■ INSTRUCTIONS TO FOLLOW ■
Given the entries that follow, write out exactly the lines starting at the one containing "Where can the peach" and ending at the one containing "Where can the pink donut", both ends included, and only those.

■ PROVIDED DATA ■
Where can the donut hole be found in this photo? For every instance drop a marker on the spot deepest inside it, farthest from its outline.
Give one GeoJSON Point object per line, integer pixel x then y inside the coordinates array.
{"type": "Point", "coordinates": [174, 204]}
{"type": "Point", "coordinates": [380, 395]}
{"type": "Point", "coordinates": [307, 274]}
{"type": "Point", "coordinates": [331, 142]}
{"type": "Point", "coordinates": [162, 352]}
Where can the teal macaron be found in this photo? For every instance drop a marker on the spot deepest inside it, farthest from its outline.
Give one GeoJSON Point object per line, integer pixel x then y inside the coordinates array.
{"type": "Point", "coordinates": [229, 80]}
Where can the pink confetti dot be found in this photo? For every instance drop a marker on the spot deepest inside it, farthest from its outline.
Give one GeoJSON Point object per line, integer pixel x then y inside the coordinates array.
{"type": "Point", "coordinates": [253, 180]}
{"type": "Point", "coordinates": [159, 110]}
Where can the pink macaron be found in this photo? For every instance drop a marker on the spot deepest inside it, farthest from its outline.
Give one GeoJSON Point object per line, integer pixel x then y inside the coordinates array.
---
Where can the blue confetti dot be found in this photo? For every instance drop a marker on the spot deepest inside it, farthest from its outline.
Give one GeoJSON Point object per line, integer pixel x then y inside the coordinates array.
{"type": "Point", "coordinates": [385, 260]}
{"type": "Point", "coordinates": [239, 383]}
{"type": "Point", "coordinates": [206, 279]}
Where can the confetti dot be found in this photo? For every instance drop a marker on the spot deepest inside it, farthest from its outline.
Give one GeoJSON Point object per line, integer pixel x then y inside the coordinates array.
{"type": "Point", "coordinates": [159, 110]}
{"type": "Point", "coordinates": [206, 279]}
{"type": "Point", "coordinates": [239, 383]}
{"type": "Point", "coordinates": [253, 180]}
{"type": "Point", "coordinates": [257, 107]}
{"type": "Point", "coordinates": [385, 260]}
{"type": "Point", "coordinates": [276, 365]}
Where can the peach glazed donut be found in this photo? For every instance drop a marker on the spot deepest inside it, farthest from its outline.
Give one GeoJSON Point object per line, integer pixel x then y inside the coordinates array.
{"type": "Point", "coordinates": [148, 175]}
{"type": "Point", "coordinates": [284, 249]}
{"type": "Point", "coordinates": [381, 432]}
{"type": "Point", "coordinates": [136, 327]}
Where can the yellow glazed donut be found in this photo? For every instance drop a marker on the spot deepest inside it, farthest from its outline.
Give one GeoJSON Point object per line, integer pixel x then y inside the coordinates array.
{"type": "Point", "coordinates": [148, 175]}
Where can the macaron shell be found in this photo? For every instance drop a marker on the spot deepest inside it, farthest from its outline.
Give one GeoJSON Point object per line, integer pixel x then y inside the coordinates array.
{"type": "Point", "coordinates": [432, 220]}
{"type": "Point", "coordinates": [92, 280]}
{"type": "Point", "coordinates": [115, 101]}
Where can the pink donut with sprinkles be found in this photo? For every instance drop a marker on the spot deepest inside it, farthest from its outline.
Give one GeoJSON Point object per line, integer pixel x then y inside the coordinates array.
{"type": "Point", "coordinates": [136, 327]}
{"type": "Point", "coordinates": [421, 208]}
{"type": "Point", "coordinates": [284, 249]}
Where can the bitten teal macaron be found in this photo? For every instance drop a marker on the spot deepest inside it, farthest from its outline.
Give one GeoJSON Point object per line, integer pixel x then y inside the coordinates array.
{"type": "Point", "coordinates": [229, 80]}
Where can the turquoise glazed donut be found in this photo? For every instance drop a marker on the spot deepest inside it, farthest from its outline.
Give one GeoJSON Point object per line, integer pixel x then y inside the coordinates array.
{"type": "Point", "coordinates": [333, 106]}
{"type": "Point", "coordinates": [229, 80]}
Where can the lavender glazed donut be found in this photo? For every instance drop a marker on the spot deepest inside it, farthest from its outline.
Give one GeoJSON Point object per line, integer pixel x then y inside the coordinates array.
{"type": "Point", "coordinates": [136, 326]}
...
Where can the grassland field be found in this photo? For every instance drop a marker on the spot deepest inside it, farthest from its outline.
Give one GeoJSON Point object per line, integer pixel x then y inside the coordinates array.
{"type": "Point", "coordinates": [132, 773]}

■ TASK SOLUTION ■
Where can the peach glazed donut be found in this photo? For every instance drop a marker on the spot deepest inside it, farthest from its outline.
Give one GeoJSON Point object per line, integer pixel x then y inside the coordinates array.
{"type": "Point", "coordinates": [148, 175]}
{"type": "Point", "coordinates": [284, 249]}
{"type": "Point", "coordinates": [381, 432]}
{"type": "Point", "coordinates": [136, 327]}
Where can the yellow glazed donut be found in this photo? For every instance drop a marker on the spot deepest inside it, farthest from its outline.
Give one GeoJSON Point object per line, integer pixel x then y inside the coordinates array.
{"type": "Point", "coordinates": [148, 175]}
Where can the macaron shell be found in this photo? For every instance drop a marker on the spot deepest inside it, farthest from its outline.
Give one GeoJSON Point object per line, integer pixel x then y inside the coordinates array.
{"type": "Point", "coordinates": [432, 220]}
{"type": "Point", "coordinates": [92, 280]}
{"type": "Point", "coordinates": [115, 101]}
Where can the pink donut with sprinkles be found in this photo? For every instance drop a marker on the spot deepest inside it, farthest from its outline.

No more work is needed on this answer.